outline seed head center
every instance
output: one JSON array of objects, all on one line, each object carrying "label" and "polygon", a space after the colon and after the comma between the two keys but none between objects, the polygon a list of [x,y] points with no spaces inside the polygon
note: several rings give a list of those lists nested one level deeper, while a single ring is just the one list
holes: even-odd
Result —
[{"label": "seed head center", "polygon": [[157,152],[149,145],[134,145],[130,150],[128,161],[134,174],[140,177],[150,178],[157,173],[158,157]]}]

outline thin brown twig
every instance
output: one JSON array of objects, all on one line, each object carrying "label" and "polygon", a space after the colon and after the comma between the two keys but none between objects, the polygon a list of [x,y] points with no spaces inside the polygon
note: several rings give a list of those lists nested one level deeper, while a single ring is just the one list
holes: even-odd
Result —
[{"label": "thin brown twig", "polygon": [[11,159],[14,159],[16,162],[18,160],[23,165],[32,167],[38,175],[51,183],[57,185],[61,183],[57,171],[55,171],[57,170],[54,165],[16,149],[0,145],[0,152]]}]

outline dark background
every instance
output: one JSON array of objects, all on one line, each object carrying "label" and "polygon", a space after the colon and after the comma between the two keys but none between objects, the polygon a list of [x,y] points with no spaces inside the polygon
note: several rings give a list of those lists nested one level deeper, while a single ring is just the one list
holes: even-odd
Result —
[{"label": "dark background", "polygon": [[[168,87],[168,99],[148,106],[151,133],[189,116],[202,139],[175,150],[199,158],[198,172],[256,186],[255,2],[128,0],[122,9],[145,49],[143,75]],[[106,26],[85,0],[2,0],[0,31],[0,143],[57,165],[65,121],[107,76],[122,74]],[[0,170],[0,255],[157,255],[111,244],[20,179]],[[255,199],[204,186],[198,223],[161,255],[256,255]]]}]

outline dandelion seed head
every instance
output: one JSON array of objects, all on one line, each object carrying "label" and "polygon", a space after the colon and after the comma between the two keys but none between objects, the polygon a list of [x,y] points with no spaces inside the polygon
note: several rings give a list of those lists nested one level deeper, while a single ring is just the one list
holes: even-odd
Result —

════════════════

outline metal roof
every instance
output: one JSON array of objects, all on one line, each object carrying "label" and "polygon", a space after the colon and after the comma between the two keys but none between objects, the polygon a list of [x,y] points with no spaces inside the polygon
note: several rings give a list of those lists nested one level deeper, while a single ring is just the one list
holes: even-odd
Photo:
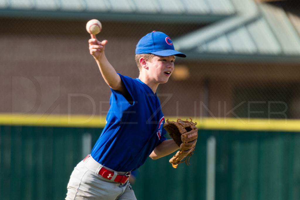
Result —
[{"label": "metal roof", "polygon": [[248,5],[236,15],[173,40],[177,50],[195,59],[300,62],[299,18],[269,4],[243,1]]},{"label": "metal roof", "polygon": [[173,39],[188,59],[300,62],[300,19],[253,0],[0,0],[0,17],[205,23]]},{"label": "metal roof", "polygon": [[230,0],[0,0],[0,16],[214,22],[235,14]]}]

════════════════

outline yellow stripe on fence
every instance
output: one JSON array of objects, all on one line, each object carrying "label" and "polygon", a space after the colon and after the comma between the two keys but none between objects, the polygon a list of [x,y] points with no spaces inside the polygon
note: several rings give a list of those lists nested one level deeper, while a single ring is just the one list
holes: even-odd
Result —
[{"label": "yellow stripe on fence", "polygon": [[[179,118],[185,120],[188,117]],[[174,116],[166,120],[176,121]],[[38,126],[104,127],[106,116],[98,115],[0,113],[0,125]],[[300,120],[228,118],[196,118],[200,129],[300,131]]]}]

════════════════

Gather every line in the material above that contains the word "head", and copy each of those lines in full.

### Result for this task
outline seed head center
[{"label": "seed head center", "polygon": [[157,152],[149,145],[134,145],[130,150],[128,161],[134,174],[140,177],[150,178],[157,173],[158,157]]}]
outline dandelion seed head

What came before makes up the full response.